- **Given text**:
↓

Tools: GitHub API, any LLM API, Python (Flask or FastAPI for the webhook handler).
20.7 Voice Cloning
Clone a voice from a few minutes of audio, then generate speech in that voice from arbitrary text.
What you will learn: Speaker embeddings, mel spectrograms, vocoders, few-shot voice cloning, and the ethical implications of synthetic voice technology.
How to build it:
- Record 3 to 5 minutes of clear speech (or use a public audio sample).
- Use a voice cloning model (OpenVoice, Coqui TTS, or Bark) to clone the voice.
- Generate speech from new text in the cloned voice.
- Compare the clone quality across different models and amounts of training audio.
Voice cloning technology raises serious ethical questions. Never clone someone's voice without their explicit consent. Be aware that this technology can be (and has been) used for fraud, deepfakes, and impersonation. Many jurisdictions are developing laws around synthetic media. Use this project to understand the technology and its implications, not to deceive.
Tools: Coqui TTS, Bark, OpenVoice.
20.8 AI Art Style Transfer
Apply the artistic style of one image to the content of another. Turn your vacation photos into Van Gogh paintings, or apply the aesthetic of a Studio Ghibli film to your selfies.
What you will learn: Feature extraction with CNNs, Gram matrices, perceptual loss, and the difference between content and style representations.
How to build it:
- Implement classical neural style transfer using a pre-trained VGG network and PyTorch.
- Try modern approaches: style LoRAs with Stable Diffusion, or IP-Adapter for style conditioning.
- Compare the results: classical style transfer produces painterly effects, while diffusion-based approaches can create more creative interpretations.
Tools: PyTorch, diffusers, pre-trained VGG-19.
20.9 Exercises
- Build the text adventure game and play through at least 50 turns. Document three failure modes (where the AI breaks character, contradicts itself, or loses track of the world state) and implement fixes for each.
- Create a RAG chatbot over your course notes or a textbook. Ask it 20 factual questions and score each answer as correct, partially correct, or incorrect. What is the accuracy? Identify the most common failure mode and try to fix it.

↑

- **Tasks to carry out**:
**1)** Answer from the project guide:
(a) How many minutes of clear speech should be recorded for voice cloning?
(b) What pre-trained network is listed among the tools for AI art style transfer?
(c) How many factual questions should the RAG chatbot be asked?
**2)** Can you retype the project guide starting with "- Try modern" and going on through "fixes for each."?
The records aren't needed.

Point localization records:
↓

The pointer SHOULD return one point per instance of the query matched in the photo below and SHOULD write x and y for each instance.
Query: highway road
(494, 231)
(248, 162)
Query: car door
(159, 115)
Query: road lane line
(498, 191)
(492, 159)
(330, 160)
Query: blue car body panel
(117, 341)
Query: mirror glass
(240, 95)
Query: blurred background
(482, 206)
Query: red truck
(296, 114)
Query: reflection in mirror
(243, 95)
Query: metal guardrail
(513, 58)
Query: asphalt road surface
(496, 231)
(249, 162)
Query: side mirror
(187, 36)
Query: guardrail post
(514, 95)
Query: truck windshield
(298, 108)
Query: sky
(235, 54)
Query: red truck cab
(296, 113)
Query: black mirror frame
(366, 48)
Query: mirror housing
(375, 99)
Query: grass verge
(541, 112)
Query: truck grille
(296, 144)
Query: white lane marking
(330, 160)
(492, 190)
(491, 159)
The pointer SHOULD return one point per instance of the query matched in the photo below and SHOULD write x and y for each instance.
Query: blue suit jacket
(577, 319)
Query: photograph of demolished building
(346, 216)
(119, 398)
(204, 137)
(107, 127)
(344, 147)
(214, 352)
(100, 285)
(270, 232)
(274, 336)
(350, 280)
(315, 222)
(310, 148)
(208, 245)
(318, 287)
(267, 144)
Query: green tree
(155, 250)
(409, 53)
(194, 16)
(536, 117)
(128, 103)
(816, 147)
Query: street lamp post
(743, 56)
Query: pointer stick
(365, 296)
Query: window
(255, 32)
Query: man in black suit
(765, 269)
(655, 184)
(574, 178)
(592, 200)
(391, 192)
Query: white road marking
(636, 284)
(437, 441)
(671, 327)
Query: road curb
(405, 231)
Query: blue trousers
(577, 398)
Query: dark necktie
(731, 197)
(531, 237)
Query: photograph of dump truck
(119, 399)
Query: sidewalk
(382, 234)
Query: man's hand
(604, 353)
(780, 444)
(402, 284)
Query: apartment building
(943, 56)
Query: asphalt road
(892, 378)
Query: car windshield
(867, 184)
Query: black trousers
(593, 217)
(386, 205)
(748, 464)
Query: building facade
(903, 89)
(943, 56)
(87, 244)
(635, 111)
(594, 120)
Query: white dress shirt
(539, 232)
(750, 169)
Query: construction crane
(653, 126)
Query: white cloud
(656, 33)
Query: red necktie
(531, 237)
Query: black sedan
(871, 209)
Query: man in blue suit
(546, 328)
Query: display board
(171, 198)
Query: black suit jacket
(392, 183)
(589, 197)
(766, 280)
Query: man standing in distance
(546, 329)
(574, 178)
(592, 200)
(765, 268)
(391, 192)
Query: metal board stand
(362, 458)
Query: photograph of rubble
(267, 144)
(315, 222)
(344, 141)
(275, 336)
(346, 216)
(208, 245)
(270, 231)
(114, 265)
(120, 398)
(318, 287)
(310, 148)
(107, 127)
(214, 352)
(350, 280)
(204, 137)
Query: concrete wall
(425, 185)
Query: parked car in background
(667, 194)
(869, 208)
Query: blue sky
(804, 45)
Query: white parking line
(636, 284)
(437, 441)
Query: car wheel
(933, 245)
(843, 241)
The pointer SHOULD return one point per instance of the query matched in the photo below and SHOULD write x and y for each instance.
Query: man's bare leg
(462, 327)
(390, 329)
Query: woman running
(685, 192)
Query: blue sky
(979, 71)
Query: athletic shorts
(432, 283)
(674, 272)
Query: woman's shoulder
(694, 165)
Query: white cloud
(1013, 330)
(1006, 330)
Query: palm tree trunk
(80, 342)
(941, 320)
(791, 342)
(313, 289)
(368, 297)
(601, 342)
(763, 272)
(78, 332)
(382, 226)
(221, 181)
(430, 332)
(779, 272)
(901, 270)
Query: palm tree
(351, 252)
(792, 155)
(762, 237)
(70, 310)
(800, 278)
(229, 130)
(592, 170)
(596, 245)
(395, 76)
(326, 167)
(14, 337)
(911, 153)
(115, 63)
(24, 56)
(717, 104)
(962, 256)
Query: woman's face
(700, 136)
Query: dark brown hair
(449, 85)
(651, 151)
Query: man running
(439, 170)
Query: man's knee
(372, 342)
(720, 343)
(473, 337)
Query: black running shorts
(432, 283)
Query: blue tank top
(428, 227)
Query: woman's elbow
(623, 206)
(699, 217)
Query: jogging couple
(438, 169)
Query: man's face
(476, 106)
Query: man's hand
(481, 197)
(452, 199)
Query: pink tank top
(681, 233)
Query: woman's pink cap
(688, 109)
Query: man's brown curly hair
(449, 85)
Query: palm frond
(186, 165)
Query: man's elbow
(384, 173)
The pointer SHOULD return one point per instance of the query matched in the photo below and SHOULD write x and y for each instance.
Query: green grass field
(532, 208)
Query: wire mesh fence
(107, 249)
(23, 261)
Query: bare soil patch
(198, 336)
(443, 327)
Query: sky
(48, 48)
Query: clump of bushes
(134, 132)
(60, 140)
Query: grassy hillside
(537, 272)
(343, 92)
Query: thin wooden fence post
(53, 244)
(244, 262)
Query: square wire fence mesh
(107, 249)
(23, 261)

↑

- **Problem solutions**:
**1)**
(a) 3 to 5 minutes
(b) VGG-19
(c) 20

**2)**
- Try modern approaches: style LoRAs with Stable Diffusion, or IP-Adapter for style conditioning.
- Compare the results: classical style transfer produces painterly effects, while diffusion-based approaches can create more creative interpretations.
Tools: PyTorch, diffusers, pre-trained VGG-19.
20.9 Exercises
- Build the text adventure game and play through at least 50 turns. Document three failure modes (where the AI breaks character, contradicts itself, or loses track of the world state) and implement fixes for each.